--- Brief ---
Across the whole listing, find how many lines contain "frame", then write that number and nothing else.

[Data — start]

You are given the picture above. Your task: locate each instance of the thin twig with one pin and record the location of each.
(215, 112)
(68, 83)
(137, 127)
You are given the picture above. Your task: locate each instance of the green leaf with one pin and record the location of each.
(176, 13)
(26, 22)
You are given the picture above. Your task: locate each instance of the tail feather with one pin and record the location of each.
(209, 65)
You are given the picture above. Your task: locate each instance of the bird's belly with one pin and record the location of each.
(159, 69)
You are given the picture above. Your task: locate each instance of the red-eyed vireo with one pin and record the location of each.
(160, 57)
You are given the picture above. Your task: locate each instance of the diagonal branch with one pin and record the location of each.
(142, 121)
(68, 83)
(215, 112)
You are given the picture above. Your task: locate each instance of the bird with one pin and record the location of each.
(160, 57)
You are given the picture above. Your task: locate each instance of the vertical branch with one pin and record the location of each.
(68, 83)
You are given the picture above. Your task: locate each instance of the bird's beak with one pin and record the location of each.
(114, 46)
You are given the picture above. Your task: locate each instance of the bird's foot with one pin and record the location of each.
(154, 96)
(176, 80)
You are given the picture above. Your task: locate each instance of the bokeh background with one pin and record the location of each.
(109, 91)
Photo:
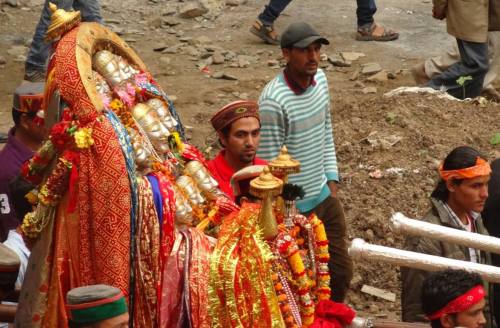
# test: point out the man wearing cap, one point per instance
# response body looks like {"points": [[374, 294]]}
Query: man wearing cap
{"points": [[368, 30], [454, 298], [25, 137], [238, 128], [295, 111], [98, 306]]}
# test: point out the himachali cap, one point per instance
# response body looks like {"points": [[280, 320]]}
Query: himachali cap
{"points": [[28, 97], [9, 267], [240, 181], [234, 111], [90, 304], [300, 35]]}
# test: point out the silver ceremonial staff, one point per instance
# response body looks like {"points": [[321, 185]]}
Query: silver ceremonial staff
{"points": [[361, 250], [403, 225]]}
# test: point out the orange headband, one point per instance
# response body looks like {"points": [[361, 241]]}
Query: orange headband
{"points": [[481, 168]]}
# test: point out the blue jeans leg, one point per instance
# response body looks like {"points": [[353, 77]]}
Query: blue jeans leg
{"points": [[39, 51], [272, 11], [365, 11]]}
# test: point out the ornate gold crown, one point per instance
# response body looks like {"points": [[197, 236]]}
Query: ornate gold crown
{"points": [[61, 22]]}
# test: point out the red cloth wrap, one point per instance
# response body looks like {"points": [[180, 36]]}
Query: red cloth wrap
{"points": [[332, 315], [461, 303]]}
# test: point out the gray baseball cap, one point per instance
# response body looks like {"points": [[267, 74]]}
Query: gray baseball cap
{"points": [[300, 35]]}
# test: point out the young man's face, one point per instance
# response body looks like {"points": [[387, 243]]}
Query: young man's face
{"points": [[470, 194], [303, 61], [472, 318], [242, 141]]}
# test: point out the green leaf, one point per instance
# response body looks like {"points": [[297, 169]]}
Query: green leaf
{"points": [[495, 139]]}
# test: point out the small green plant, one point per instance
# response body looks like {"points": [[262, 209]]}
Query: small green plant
{"points": [[461, 82]]}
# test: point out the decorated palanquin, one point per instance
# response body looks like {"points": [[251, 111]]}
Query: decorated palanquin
{"points": [[119, 192], [265, 274], [122, 199]]}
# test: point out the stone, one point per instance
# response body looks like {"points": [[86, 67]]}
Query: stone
{"points": [[354, 75], [379, 77], [368, 90], [213, 7], [171, 21], [165, 60], [273, 63], [200, 40], [370, 68], [243, 61], [218, 75], [221, 75], [359, 84], [156, 22], [351, 56], [337, 60], [171, 50], [218, 58], [191, 51], [192, 10], [160, 47]]}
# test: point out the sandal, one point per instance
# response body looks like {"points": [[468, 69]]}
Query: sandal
{"points": [[266, 33], [376, 33]]}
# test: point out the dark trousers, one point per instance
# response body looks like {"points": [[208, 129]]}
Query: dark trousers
{"points": [[474, 64], [330, 211], [365, 11]]}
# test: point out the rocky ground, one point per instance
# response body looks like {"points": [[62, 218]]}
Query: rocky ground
{"points": [[388, 148]]}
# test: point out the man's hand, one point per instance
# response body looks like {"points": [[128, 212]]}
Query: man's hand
{"points": [[333, 188], [439, 12]]}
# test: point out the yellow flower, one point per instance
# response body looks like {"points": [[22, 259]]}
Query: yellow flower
{"points": [[83, 138]]}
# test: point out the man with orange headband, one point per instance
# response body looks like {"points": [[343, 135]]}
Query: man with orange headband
{"points": [[238, 128], [456, 202], [454, 298]]}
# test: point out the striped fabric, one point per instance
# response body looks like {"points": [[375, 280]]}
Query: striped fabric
{"points": [[302, 123]]}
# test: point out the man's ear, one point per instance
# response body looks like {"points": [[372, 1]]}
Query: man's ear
{"points": [[25, 121], [447, 321], [222, 139], [286, 54], [450, 185]]}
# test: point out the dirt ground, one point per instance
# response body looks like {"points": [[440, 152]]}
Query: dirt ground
{"points": [[425, 127]]}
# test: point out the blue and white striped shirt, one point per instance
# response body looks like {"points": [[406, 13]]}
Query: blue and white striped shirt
{"points": [[303, 123]]}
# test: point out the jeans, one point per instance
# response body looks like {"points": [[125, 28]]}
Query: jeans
{"points": [[90, 11], [474, 63], [330, 211], [365, 11]]}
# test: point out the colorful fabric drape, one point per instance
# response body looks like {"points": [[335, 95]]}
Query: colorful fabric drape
{"points": [[147, 271], [241, 291]]}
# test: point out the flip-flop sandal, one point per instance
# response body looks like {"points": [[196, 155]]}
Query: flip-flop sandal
{"points": [[376, 33], [266, 33]]}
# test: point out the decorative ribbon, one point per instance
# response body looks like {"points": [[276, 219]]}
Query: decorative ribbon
{"points": [[481, 168]]}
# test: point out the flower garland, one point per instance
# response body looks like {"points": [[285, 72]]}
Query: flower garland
{"points": [[323, 291], [289, 250]]}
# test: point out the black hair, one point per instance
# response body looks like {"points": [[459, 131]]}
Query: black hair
{"points": [[440, 288], [16, 115], [459, 158]]}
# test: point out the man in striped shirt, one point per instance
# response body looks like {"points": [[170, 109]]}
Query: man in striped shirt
{"points": [[295, 111]]}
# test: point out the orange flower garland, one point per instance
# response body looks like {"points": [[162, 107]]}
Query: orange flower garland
{"points": [[323, 291]]}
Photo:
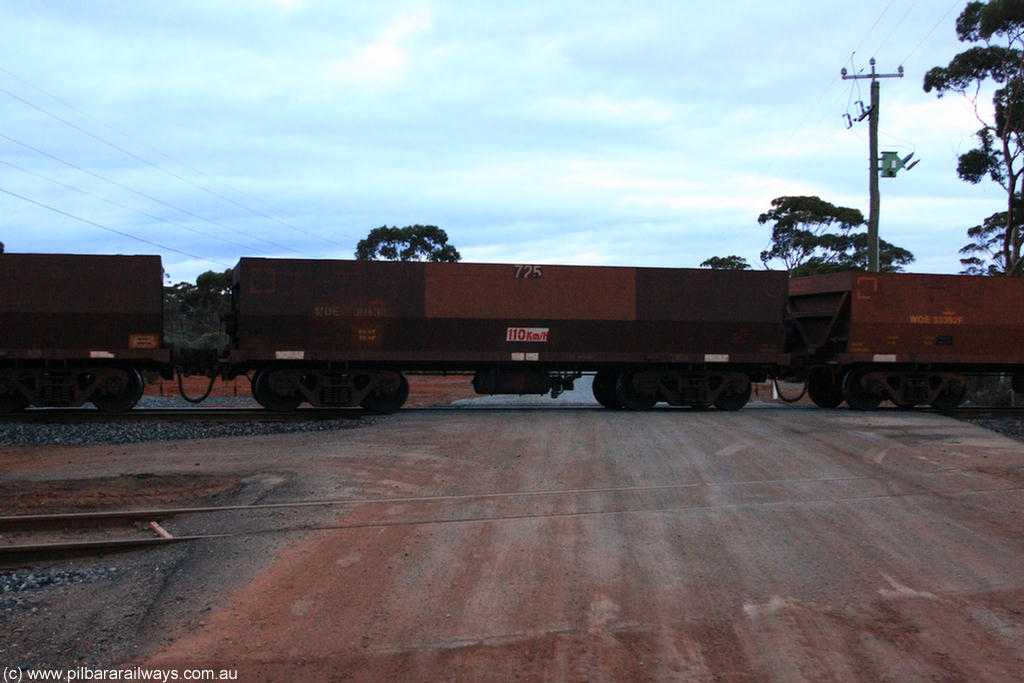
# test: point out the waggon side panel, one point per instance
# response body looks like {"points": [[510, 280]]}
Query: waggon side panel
{"points": [[446, 314], [66, 306], [924, 318]]}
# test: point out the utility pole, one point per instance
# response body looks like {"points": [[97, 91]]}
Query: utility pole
{"points": [[872, 122]]}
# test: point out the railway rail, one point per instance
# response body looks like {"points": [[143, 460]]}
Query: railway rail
{"points": [[79, 415], [62, 416]]}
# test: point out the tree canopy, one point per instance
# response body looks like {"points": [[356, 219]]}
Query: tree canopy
{"points": [[192, 312], [413, 243], [811, 236], [997, 57], [731, 262]]}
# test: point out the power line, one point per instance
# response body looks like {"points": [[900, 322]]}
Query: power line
{"points": [[122, 206], [905, 14], [111, 229], [148, 197], [153, 165]]}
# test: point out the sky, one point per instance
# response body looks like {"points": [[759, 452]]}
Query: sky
{"points": [[591, 133]]}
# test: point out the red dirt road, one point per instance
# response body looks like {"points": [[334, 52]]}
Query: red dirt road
{"points": [[771, 544]]}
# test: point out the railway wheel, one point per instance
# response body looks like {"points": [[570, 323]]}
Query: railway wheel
{"points": [[823, 389], [858, 394], [950, 396], [605, 392], [10, 402], [273, 392], [118, 391], [732, 398], [389, 394], [633, 394]]}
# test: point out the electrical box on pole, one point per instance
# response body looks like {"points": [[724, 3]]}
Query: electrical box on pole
{"points": [[872, 119], [891, 163]]}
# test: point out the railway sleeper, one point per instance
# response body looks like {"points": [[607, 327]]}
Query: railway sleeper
{"points": [[111, 389]]}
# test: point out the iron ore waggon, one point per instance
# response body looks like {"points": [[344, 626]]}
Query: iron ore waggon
{"points": [[77, 329], [343, 333], [907, 338]]}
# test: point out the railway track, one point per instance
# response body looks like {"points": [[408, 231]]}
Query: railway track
{"points": [[78, 415]]}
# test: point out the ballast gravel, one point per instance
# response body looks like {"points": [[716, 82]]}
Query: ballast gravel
{"points": [[92, 433]]}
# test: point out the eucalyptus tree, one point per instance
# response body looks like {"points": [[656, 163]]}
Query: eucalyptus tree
{"points": [[995, 30]]}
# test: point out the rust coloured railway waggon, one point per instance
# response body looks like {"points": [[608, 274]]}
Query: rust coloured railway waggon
{"points": [[77, 329], [907, 338], [342, 333]]}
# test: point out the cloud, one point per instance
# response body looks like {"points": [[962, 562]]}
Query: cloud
{"points": [[385, 59]]}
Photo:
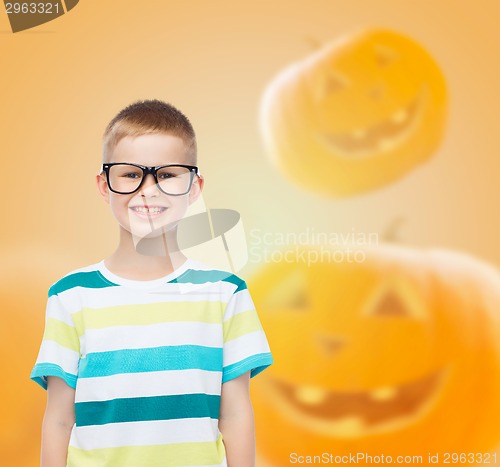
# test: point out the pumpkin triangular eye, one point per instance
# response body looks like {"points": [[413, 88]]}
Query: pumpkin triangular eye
{"points": [[335, 82], [384, 56], [396, 298], [330, 83], [290, 292], [391, 304]]}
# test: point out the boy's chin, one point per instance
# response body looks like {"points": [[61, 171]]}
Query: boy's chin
{"points": [[152, 232]]}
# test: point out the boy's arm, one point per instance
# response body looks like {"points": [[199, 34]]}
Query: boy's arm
{"points": [[236, 422], [57, 423]]}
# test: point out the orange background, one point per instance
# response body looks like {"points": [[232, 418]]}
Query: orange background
{"points": [[63, 81]]}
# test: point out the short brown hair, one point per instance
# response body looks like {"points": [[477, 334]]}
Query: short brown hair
{"points": [[146, 117]]}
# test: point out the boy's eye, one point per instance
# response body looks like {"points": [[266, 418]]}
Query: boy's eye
{"points": [[131, 175]]}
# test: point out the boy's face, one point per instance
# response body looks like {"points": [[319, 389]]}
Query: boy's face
{"points": [[149, 212]]}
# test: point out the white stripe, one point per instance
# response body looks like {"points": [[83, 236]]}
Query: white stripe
{"points": [[145, 433], [57, 309], [153, 335], [245, 346], [52, 352], [156, 383]]}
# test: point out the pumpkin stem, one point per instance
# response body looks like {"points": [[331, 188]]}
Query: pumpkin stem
{"points": [[313, 42]]}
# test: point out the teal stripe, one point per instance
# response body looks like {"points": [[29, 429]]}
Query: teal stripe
{"points": [[90, 280], [176, 357], [255, 364], [42, 370], [192, 276], [140, 409]]}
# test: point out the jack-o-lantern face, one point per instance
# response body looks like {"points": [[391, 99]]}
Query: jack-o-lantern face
{"points": [[377, 356], [356, 115]]}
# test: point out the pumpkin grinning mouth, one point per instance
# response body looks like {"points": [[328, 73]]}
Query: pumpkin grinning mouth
{"points": [[348, 414], [382, 137]]}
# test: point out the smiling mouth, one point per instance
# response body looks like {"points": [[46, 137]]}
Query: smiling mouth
{"points": [[382, 137], [353, 414], [148, 211]]}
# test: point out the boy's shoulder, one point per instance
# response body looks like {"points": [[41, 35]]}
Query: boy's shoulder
{"points": [[199, 272], [83, 276]]}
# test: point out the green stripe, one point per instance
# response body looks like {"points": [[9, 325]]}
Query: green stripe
{"points": [[176, 357], [90, 280], [166, 455], [137, 409], [192, 276], [241, 324], [152, 313], [62, 333]]}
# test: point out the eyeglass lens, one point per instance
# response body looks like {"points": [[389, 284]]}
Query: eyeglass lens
{"points": [[173, 180]]}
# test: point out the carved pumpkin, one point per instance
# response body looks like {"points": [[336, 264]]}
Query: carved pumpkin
{"points": [[356, 115], [398, 354]]}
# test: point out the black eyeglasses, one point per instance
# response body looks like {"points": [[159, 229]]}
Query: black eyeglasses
{"points": [[173, 179]]}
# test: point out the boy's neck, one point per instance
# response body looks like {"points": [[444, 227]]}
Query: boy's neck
{"points": [[146, 258]]}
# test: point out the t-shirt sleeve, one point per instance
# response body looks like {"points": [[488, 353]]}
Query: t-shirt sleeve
{"points": [[245, 343], [59, 353]]}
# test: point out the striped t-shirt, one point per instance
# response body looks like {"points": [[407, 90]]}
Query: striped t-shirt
{"points": [[148, 359]]}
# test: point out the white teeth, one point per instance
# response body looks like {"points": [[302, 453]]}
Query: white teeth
{"points": [[358, 133], [400, 116], [383, 394], [152, 210], [310, 395]]}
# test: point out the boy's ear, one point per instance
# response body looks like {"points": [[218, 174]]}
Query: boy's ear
{"points": [[102, 186], [196, 189]]}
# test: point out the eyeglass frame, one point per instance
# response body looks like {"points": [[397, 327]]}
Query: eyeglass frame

[Data — finish]

--- Result ---
2